*Exercise 1:*
Using the text about Fiji Television below, answer each question on its own line, marked (a), (b) and (c).
(a) On what date was Fiji Television Limited founded?
(b) What percentage share did TVNZ sell in December 1999?
(c) Which company acquired Sky Pacific in 2016?
*Exercise 2:* List every main shareholder of Fiji TV named in the text about Fiji Television below.

Reading text below:

Fiji Television Limited is one of Fiji's main television networks. It was founded on 15 June 1994 as the first permanent commercial television broadcasting network in the country, although television had previously been introduced temporarily in October 1991 to broadcast the Rugby World Cup as well as the Cricket World Cup. This was reviewed and reissued in 2000 for a term of 12 years. Fiji TV was listed as a public company in 1996 on the Suva Stock Exchange, now known as the South Pacific Stock Exchange.

Fiji TV owns Fiji's premier free-to-view channel (FTA) Fiji One, and formerly the pay TV service, Sky Pacific, which was acquired by Digicel in 2016. Fiji TV also owned subsidiary company Media Niugini Limited, which operates Papua New Guinea's only commercial free-to-view channel, EM TV, but later sold it off to the Papua New Guinea Government-owned Telikom PNG Limited in 2016.

TVNZ sold its 5% share in December 1999.

Fiji TV's main shareholders are Fijian Holding Limited (FHL) Media Limited, Hari Punja and Sons Limited, FHL Trustees Limited, FHL Holdings Unit Trust, ITaukei Affairs Board, Capital Insurance Limited, and Fiji National Provident Fund.

Following the passage of the Media Industry Development Decree 2010 by the military regime, Hari Punja resigned from the board of Fiji Television. After the sale of Sky Pacific to Digicel, the company limited its operations to Fiji One, Sky Pacific and the then-upcoming Fiji Two, created for the Walesi platform.

End of Reading text.
Data supplied below:

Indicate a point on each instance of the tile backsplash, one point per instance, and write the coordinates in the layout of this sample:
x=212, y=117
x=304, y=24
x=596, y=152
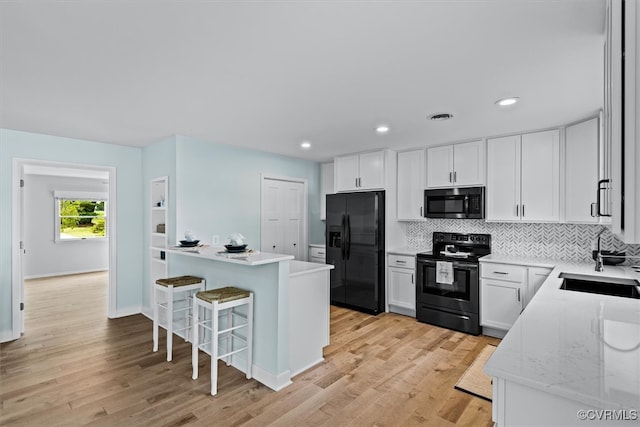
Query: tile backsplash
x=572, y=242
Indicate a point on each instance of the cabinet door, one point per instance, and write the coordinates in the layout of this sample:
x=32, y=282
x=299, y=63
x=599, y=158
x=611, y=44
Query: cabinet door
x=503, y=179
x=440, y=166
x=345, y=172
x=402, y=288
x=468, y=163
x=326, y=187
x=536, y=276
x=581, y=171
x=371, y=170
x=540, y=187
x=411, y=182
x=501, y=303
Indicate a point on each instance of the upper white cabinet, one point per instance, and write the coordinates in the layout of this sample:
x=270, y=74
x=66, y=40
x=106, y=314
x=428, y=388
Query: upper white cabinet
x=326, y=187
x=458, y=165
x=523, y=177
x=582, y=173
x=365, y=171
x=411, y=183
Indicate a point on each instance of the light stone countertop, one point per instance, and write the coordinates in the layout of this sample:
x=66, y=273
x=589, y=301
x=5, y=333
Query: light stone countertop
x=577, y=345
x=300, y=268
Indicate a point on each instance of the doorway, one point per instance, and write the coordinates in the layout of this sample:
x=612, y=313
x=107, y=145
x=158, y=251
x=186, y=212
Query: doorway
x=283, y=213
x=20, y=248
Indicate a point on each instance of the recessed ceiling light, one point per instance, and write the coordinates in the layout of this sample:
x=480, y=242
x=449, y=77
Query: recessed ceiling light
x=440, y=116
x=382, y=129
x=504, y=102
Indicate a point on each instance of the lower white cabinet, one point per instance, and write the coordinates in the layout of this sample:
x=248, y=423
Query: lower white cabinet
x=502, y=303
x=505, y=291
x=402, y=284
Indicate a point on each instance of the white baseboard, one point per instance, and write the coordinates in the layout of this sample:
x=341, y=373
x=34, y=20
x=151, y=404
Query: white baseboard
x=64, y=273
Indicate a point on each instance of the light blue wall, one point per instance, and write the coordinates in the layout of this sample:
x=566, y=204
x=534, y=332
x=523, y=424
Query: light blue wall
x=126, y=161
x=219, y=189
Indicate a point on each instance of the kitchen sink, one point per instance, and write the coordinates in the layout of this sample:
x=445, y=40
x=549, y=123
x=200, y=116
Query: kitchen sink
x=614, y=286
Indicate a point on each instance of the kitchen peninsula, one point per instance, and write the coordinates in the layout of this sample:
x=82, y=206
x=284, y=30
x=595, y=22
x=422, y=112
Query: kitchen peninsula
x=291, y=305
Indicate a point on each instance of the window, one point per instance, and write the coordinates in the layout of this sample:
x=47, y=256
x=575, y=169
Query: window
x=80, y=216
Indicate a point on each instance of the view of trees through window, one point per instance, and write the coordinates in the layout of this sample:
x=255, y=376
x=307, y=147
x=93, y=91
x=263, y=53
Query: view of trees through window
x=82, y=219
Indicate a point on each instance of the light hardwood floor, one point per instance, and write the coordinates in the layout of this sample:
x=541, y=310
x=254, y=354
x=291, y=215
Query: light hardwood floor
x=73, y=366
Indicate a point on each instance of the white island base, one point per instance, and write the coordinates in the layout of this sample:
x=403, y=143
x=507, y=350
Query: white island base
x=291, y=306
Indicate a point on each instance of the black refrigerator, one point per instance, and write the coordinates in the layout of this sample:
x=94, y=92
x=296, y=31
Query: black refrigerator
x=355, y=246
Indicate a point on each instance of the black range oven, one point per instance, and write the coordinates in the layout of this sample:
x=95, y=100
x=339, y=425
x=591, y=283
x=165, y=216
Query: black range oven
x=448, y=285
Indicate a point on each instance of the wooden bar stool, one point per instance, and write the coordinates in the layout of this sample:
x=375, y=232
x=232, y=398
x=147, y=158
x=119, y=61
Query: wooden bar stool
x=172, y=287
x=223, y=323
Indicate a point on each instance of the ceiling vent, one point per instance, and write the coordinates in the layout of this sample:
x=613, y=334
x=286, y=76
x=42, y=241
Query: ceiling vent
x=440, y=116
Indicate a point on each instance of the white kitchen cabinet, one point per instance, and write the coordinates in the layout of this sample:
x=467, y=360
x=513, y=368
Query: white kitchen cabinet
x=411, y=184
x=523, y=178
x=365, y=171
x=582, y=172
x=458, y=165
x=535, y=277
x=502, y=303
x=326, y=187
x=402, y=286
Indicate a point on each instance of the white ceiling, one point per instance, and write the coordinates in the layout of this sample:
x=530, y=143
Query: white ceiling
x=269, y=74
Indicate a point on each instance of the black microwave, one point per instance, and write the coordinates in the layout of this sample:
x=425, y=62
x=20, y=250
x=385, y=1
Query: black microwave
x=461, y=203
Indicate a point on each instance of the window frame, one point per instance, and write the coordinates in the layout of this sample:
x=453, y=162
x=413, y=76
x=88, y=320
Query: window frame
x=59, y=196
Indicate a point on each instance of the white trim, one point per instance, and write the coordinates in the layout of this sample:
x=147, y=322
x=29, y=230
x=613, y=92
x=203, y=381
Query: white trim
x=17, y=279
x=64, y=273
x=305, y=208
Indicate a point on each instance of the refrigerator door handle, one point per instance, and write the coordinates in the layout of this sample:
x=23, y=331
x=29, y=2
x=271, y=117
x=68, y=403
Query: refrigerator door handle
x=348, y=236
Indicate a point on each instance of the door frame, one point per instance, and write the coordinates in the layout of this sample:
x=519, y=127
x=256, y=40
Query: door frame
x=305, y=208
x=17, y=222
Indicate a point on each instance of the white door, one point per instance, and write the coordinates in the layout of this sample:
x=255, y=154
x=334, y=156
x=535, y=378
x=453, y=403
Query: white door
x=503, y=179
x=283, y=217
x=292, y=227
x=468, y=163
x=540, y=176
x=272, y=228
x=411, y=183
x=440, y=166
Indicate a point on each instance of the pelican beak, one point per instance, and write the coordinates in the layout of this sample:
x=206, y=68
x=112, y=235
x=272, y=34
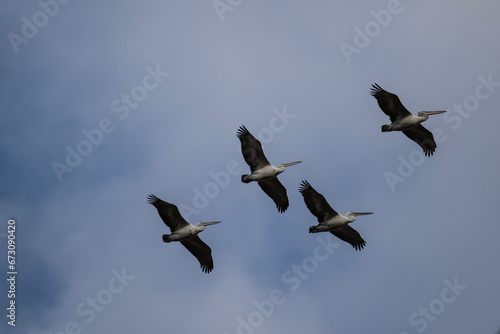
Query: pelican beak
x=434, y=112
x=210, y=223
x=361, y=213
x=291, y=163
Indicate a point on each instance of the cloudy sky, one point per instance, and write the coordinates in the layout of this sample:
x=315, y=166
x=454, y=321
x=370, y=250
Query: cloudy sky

End of Data supplied.

*Your solution 1:*
(a) 15 June 1994
(b) 5%
(c) Digicel

*Your solution 2:*
- Fijian Holding Limited (FHL) Media Limited
- Hari Punja and Sons Limited
- FHL Trustees Limited
- FHL Holdings Unit Trust
- ITaukei Affairs Board
- Capital Insurance Limited
- Fiji National Provident Fund